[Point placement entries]
<<<<

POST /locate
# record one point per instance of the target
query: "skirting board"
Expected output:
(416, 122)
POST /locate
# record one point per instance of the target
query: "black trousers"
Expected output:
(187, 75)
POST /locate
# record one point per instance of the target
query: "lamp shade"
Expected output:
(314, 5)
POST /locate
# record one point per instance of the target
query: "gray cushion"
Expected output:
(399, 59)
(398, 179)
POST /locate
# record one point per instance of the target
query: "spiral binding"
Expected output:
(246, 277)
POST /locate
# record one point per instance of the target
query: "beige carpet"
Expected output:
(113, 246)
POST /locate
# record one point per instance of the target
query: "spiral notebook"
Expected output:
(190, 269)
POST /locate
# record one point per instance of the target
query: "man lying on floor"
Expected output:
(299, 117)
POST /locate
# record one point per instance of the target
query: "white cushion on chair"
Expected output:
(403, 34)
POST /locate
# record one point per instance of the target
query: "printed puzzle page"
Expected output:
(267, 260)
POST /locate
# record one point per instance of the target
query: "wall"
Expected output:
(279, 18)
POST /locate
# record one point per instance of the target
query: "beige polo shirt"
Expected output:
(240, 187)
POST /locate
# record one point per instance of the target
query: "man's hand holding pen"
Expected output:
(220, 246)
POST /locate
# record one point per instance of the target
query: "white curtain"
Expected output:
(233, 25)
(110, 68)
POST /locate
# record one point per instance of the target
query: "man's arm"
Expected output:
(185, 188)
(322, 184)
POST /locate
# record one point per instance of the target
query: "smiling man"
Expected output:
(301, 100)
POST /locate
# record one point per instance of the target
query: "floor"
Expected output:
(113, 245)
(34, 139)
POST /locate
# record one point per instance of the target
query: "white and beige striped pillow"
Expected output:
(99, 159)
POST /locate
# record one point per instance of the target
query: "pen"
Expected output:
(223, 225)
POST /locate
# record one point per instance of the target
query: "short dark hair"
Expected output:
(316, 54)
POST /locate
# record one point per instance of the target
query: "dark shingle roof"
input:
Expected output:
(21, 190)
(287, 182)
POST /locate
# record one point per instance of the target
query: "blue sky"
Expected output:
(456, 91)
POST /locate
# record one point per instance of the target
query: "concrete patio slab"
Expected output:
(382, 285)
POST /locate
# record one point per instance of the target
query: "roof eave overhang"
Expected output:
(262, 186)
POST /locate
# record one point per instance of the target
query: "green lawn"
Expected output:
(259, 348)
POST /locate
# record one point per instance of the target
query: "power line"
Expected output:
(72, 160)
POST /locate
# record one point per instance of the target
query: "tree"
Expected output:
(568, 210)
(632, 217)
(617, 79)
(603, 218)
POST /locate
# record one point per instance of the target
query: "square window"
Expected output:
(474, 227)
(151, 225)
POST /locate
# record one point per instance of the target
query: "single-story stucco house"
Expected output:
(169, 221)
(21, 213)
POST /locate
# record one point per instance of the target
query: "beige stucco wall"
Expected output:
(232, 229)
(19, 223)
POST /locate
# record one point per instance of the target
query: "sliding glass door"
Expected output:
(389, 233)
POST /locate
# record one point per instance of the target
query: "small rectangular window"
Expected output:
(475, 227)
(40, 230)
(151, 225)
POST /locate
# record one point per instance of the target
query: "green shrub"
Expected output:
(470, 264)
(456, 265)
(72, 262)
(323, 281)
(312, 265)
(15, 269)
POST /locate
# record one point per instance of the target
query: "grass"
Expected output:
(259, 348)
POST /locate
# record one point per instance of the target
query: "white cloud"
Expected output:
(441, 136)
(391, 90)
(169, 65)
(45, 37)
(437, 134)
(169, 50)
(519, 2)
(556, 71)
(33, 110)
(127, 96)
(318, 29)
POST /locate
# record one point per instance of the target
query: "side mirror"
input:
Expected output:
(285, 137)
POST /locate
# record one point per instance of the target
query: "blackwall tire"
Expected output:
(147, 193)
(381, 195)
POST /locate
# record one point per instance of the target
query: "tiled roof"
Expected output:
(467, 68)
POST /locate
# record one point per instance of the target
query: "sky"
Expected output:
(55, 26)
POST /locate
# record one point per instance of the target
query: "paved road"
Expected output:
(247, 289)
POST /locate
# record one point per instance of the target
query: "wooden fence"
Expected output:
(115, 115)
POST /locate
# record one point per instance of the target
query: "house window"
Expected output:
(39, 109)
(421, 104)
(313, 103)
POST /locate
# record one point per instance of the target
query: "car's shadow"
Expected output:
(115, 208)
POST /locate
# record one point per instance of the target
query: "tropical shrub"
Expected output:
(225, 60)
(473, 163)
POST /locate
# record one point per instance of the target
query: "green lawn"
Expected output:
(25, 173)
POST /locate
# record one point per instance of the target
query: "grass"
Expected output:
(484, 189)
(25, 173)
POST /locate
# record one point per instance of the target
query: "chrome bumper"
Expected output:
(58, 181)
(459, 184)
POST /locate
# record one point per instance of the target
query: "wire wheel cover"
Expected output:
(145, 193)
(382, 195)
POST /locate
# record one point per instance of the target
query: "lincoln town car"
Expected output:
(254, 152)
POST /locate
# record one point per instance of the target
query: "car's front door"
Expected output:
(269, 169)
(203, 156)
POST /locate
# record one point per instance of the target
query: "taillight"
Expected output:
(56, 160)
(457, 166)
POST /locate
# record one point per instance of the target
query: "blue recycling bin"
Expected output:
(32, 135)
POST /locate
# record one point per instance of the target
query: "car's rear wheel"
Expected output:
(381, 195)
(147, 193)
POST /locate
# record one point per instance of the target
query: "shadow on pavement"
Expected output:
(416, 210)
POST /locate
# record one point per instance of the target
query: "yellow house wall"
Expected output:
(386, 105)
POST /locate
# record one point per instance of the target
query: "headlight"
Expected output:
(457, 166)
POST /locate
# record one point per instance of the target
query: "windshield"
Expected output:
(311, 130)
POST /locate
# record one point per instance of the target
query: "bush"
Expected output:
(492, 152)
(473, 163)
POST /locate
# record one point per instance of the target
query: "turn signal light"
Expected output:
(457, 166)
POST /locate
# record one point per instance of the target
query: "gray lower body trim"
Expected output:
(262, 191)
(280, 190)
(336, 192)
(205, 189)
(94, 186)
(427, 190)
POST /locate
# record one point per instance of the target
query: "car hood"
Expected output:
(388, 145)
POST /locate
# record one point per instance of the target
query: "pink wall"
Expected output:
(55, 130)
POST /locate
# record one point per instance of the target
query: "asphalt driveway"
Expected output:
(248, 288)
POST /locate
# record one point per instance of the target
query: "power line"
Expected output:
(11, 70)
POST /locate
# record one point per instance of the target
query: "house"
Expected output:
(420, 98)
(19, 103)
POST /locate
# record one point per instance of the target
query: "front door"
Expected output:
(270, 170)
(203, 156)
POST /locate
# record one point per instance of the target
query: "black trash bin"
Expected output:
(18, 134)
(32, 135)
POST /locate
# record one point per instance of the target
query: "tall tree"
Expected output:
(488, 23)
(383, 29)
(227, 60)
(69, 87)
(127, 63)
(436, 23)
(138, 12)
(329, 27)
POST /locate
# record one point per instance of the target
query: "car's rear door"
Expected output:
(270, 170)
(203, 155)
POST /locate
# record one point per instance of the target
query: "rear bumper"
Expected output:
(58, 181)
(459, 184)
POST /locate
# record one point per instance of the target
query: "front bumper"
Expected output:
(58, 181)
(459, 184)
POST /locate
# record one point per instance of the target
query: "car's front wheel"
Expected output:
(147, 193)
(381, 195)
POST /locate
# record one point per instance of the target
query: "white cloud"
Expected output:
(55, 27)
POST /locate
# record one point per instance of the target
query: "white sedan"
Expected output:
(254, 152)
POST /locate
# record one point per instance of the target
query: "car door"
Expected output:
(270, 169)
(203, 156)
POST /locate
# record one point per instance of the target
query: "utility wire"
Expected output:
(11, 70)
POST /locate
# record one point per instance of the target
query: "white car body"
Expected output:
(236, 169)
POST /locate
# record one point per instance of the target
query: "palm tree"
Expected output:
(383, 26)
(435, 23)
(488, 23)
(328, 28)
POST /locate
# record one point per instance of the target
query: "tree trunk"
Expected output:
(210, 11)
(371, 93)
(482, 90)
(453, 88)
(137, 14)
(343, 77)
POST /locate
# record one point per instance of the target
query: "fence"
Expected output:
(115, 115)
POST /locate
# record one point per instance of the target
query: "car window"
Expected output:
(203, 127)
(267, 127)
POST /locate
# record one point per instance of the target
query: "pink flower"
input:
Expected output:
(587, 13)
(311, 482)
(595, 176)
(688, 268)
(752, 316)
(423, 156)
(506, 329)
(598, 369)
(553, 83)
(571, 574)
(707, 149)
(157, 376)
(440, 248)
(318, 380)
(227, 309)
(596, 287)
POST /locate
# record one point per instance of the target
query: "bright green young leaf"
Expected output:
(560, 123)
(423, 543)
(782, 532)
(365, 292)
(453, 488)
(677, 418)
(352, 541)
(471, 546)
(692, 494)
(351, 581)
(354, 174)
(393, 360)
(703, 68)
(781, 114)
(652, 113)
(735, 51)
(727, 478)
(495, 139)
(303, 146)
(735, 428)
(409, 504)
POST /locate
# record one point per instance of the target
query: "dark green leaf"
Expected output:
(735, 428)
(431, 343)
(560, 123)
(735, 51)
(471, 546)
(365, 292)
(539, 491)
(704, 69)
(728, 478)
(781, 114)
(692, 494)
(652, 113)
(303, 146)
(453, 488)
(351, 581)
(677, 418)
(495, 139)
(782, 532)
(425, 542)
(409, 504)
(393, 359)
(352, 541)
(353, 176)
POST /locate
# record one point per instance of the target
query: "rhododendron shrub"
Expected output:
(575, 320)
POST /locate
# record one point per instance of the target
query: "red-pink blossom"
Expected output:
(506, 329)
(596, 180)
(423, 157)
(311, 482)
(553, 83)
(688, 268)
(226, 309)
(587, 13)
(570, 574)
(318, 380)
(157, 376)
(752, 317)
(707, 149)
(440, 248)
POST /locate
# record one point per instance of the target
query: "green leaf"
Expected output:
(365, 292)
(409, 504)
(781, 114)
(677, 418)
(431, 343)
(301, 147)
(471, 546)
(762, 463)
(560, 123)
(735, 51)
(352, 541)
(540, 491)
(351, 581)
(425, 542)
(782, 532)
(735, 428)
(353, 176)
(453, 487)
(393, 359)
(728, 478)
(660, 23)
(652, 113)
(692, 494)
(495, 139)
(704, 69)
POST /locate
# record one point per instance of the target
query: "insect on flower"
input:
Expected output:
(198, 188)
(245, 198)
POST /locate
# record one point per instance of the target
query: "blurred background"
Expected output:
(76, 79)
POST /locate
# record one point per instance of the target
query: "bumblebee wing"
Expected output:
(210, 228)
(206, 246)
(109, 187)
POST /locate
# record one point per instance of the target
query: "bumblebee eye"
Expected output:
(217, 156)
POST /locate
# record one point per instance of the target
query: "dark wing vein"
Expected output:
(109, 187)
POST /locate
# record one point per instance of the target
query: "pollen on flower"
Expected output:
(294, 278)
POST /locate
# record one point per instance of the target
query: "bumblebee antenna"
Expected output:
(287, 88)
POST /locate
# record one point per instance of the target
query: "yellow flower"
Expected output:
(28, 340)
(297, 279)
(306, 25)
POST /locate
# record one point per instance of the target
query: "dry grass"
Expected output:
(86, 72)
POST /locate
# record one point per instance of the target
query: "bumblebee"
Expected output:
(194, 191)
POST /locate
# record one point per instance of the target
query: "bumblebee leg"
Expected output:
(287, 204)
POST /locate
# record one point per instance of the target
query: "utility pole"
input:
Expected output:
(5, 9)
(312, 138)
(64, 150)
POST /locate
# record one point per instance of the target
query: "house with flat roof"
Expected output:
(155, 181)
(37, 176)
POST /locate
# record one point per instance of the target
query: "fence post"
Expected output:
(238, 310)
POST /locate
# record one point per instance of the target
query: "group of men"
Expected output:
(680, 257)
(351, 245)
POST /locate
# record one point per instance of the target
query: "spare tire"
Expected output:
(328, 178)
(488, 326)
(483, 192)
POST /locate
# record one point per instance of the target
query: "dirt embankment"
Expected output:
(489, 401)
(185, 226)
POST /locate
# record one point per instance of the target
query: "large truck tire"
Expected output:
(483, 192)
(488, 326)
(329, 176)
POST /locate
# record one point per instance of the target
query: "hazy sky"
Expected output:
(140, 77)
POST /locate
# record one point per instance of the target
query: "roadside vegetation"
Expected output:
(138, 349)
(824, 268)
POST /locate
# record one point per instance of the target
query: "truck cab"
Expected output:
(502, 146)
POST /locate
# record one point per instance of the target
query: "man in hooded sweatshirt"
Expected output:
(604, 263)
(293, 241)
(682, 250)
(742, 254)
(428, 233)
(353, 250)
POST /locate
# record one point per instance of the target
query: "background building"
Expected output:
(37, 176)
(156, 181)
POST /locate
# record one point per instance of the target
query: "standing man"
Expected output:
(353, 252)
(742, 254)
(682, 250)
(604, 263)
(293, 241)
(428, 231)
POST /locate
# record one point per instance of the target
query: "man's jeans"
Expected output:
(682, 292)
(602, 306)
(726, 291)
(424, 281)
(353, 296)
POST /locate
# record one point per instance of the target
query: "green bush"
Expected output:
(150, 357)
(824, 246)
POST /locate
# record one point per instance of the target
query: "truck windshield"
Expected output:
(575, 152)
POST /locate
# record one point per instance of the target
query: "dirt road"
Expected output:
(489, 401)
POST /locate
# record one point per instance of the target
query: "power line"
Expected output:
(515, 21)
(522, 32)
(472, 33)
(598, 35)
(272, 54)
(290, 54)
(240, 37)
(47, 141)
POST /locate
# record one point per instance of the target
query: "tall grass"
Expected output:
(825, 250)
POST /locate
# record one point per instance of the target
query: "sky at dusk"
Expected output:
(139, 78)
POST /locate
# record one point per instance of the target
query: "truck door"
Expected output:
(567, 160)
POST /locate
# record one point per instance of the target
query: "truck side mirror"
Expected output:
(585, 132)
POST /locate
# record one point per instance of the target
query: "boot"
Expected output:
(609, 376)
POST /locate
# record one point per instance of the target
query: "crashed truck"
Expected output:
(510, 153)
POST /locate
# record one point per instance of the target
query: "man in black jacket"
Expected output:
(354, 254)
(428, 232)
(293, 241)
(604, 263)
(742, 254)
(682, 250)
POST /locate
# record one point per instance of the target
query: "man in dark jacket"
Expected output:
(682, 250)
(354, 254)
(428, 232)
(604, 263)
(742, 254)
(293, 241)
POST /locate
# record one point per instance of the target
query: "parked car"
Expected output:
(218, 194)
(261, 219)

>>>>

Exercise instructions: Locate every line in the entries above that contains the string "shrub", and copy each one. Case counts.

The completed task:
query: "green shrub"
query: "tropical shrub"
query: "rhododendron shrub"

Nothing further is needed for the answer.